**提示文:**

第42話補足:相場はどういう時に大きく動くのか?①

 株価にしても、なんにしても、モノの値段というのは「基本」、需給でうごきます。つまり「買い手が買いたいと思う量(需要)」と「売り手が売りたいと思う量(供給)」。この2つによって決まるのです。


 ま、これはこれで当たり前ですよね? 11話の補足で説明した通り、「売り手が売りたいと思う量(供給)」が過剰になれば、商品を売り切らないと在庫が残っちゃうから、野菜とかだと腐っちゃうから安くても売りたくなるのです。ほら、いい例が、スーパーの半額弁当です。捨てるくらいなら安く売っちゃえというあれです。


 逆に、「売り手が売りたいと思う量(供給)」が多いと値段は高くなるのです。これもいい例があって、「クリスマスのフランス料理店」とかです。知ってます? フランス料理店で、いつもはガラガラな癖に、クリスマスの時だけ混むから、メニューも絞って、値段も上げるんですよ! クリスマス特別料理とかいって、ほんと、いやになっちゃいますw (一部偏見を大いに含むw)

**課題の目的:** 相場の動きについての提示文で、供給が過剰なときに安くても売る例として挙げられているものは何か。

**与えられた一覧:**
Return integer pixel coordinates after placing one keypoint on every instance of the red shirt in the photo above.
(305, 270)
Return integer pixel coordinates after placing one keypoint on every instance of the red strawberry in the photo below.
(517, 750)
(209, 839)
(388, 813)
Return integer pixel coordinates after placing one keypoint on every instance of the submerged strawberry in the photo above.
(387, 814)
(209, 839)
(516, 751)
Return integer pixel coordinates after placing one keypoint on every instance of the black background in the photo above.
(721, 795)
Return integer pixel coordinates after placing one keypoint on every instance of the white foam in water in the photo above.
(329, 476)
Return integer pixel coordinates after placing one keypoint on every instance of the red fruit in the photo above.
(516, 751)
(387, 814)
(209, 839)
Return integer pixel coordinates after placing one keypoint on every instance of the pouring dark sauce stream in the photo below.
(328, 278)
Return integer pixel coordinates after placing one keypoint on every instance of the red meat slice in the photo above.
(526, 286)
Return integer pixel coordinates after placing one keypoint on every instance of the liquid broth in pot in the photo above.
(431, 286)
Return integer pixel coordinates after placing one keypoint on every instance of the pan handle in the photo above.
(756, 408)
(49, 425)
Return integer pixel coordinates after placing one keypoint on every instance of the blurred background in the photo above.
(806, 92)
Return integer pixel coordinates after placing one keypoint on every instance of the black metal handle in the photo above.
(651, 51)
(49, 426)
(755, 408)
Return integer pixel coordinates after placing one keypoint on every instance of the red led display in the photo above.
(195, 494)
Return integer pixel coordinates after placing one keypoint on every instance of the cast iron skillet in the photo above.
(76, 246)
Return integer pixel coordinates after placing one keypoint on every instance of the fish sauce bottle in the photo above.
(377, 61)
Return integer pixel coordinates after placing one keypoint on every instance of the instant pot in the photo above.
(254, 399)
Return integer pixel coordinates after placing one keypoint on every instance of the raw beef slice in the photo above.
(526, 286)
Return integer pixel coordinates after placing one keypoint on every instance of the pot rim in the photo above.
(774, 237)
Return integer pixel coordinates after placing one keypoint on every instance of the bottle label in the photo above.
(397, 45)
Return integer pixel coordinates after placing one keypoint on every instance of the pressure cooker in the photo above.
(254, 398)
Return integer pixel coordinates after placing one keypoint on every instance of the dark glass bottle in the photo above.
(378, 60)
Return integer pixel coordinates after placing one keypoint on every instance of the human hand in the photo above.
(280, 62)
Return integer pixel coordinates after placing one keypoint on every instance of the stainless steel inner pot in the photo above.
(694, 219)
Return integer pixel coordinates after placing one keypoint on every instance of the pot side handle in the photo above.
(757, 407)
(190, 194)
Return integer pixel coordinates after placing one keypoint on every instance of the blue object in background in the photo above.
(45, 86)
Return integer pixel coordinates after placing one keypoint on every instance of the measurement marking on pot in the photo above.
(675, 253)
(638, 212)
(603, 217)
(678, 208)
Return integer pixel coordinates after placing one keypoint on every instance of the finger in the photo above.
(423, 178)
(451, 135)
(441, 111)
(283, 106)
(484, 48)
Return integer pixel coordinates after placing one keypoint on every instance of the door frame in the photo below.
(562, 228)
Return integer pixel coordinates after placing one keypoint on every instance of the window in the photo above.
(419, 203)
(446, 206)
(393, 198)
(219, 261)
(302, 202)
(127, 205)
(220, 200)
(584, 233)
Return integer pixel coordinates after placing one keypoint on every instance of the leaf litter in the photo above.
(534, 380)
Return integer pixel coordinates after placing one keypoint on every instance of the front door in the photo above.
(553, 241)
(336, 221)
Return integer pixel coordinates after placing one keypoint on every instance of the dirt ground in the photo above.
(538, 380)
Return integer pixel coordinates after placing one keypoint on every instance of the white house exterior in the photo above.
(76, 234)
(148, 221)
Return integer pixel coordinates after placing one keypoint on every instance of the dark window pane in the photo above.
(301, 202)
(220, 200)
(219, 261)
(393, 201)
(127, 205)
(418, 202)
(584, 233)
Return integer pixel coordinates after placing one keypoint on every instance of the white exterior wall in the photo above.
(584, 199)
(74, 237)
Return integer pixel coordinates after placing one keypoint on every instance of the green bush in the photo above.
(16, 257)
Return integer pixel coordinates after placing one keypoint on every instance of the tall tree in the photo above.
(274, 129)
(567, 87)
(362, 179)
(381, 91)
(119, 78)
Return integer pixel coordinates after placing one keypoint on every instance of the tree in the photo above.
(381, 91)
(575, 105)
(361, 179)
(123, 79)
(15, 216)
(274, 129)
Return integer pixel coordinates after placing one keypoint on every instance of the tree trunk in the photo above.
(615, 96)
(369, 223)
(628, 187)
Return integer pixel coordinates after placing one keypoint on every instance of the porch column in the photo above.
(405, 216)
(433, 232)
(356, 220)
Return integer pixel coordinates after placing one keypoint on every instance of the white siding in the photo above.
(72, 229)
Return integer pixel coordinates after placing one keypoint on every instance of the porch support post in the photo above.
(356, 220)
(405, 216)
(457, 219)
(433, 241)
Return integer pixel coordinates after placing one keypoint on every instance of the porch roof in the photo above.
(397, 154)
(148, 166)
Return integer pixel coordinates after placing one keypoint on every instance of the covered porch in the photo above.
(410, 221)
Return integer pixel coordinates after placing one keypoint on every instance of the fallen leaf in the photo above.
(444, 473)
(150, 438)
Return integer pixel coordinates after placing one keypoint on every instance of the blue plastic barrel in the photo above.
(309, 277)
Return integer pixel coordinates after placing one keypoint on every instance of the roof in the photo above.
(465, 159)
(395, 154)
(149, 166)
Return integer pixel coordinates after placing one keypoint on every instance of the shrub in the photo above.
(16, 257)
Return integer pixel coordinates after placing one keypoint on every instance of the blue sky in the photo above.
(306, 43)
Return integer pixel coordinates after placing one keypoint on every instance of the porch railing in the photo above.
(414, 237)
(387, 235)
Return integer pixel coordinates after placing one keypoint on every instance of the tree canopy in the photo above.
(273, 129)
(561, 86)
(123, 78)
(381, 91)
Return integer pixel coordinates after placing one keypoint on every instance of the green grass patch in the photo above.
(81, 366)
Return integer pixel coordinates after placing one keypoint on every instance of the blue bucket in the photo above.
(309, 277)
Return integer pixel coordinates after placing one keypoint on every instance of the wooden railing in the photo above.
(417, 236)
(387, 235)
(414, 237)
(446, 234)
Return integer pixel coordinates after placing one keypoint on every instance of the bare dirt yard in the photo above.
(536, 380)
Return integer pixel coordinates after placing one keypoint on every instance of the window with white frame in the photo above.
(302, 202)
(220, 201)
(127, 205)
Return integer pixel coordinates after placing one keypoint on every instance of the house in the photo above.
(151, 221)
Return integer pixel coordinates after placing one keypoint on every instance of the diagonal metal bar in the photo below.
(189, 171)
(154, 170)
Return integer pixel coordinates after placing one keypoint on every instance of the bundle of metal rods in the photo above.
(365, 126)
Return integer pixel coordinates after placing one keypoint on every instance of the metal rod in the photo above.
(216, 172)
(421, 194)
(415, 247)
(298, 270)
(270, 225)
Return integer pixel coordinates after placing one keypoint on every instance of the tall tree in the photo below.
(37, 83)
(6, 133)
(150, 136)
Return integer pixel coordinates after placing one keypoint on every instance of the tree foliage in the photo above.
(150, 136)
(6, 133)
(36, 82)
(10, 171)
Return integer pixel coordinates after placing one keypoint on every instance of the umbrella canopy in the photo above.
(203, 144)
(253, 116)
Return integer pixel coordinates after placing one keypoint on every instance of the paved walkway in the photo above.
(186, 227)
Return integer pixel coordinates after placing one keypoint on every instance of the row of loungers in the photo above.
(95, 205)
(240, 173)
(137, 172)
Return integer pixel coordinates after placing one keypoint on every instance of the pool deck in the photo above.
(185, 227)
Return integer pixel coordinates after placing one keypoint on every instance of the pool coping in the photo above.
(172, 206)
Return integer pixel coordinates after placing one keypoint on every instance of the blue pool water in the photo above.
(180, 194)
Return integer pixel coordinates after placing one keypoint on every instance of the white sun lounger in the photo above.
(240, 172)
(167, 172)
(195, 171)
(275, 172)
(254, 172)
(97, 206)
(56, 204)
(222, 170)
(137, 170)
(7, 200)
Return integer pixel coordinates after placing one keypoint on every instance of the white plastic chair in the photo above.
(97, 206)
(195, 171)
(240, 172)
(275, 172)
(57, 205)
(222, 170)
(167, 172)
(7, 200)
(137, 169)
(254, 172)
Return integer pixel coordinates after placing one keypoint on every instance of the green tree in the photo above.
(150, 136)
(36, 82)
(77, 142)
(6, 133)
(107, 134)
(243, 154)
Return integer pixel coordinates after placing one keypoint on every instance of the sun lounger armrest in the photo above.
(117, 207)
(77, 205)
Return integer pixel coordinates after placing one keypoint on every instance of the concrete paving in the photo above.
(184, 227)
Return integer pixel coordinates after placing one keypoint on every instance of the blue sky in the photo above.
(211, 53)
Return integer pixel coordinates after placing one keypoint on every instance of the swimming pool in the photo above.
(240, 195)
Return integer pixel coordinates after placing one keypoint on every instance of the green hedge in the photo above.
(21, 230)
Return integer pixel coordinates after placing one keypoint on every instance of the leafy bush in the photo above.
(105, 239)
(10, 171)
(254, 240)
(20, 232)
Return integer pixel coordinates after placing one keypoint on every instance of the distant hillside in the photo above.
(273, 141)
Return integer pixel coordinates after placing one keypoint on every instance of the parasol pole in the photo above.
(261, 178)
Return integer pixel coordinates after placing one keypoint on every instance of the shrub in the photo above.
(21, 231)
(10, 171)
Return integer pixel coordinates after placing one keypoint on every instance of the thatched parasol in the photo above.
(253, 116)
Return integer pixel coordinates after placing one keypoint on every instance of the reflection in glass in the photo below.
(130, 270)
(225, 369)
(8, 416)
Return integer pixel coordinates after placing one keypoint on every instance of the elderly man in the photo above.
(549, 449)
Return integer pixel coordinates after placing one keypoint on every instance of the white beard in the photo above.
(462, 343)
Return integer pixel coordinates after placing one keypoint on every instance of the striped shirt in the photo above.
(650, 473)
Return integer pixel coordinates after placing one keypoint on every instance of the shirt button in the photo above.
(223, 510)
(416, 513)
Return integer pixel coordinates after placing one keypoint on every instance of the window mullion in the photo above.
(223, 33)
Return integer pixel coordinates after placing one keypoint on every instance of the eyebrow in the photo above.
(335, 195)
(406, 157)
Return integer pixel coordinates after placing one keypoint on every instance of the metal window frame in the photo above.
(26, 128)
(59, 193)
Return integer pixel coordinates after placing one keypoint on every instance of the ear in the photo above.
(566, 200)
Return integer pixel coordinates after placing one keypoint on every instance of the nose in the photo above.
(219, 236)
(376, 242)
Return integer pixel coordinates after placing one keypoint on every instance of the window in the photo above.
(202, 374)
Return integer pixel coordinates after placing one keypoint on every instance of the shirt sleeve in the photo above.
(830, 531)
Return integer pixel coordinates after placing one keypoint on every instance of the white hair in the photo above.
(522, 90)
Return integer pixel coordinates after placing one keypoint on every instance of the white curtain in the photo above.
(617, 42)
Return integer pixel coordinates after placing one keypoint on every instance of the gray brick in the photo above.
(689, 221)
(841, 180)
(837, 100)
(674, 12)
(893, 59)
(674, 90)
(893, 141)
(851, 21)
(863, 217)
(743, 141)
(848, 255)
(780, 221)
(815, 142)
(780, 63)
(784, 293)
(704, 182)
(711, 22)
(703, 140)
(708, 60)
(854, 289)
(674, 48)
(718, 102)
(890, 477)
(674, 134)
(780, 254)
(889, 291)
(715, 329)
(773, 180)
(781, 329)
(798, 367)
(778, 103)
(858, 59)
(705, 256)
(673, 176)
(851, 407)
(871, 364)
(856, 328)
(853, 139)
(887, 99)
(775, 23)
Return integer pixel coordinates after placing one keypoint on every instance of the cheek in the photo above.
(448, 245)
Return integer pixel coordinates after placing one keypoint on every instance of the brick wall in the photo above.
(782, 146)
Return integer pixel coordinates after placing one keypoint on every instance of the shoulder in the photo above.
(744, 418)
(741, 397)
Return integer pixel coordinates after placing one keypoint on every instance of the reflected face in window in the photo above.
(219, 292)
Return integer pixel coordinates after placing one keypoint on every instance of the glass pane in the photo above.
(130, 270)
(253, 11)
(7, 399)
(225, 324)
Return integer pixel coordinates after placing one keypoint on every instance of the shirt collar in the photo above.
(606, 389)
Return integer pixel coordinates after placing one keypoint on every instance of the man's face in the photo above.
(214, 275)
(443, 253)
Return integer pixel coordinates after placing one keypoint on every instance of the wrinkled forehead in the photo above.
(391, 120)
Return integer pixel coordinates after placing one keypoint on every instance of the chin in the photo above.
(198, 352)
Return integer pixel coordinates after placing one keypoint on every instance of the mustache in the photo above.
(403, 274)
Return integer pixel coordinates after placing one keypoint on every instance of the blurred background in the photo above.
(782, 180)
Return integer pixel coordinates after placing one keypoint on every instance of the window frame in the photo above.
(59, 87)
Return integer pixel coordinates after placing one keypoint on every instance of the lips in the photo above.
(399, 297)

**課題の解答:** スーパーの半額弁当